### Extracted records
_____
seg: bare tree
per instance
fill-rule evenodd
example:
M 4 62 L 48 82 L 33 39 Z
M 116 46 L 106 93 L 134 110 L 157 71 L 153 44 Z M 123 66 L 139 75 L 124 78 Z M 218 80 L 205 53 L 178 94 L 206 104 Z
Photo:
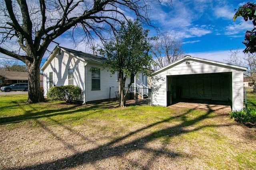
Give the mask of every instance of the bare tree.
M 151 41 L 151 44 L 150 53 L 155 70 L 172 63 L 184 55 L 181 40 L 167 32 L 161 33 L 158 37 Z
M 40 63 L 50 43 L 63 33 L 68 31 L 76 42 L 95 37 L 104 41 L 104 35 L 116 31 L 117 24 L 128 20 L 129 13 L 150 24 L 149 4 L 145 0 L 38 1 L 0 2 L 0 52 L 28 66 L 28 103 L 44 100 L 40 88 Z

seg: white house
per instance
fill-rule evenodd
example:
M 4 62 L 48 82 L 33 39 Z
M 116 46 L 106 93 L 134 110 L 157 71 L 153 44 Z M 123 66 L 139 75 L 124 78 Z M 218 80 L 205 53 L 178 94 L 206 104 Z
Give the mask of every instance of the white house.
M 84 103 L 116 97 L 118 91 L 118 74 L 111 75 L 103 68 L 105 58 L 56 46 L 41 68 L 44 73 L 44 95 L 54 86 L 74 85 L 84 93 Z M 146 78 L 143 74 L 136 77 L 132 87 L 143 84 Z M 146 80 L 144 80 L 144 83 Z M 126 79 L 126 86 L 130 83 Z
M 246 68 L 186 57 L 152 75 L 153 105 L 174 100 L 220 101 L 233 111 L 244 107 L 243 71 Z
_____
Print all of the items above line for line, without changing anything, and omit the picture lines.

seg: bare tree
per instance
fill-rule evenodd
example:
M 4 62 L 48 82 L 33 39 Z
M 116 46 L 106 93 L 134 110 L 157 71 L 153 44 Z M 123 66 L 139 75 L 124 78 Z M 218 80 L 205 53 L 178 94 L 206 104 Z
Photo:
Give the mask of every instance of the bare tree.
M 151 41 L 151 44 L 150 53 L 155 70 L 172 63 L 184 55 L 181 40 L 167 32 L 161 33 L 158 37 Z
M 40 63 L 50 43 L 63 33 L 68 31 L 76 42 L 95 37 L 104 41 L 104 35 L 116 31 L 117 24 L 128 20 L 129 13 L 150 24 L 149 4 L 145 0 L 38 1 L 0 2 L 0 52 L 28 66 L 28 103 L 44 100 L 40 88 Z

seg: white house
per instance
fill-rule evenodd
example:
M 4 62 L 48 82 L 33 39 Z
M 116 46 L 106 93 L 134 110 L 157 71 L 153 44 Z M 123 66 L 139 75 L 124 78 Z M 218 80 L 205 53 L 178 94 L 206 104 Z
Give the mask of every instance of the white house.
M 84 103 L 116 97 L 118 91 L 118 74 L 111 75 L 103 68 L 105 58 L 56 46 L 41 68 L 44 73 L 44 95 L 54 86 L 74 85 L 84 93 Z M 146 78 L 143 74 L 136 77 L 132 87 L 143 84 Z M 146 80 L 144 80 L 144 83 Z M 126 79 L 126 86 L 130 83 Z
M 246 68 L 186 57 L 152 75 L 153 105 L 174 100 L 220 101 L 233 111 L 244 107 L 243 71 Z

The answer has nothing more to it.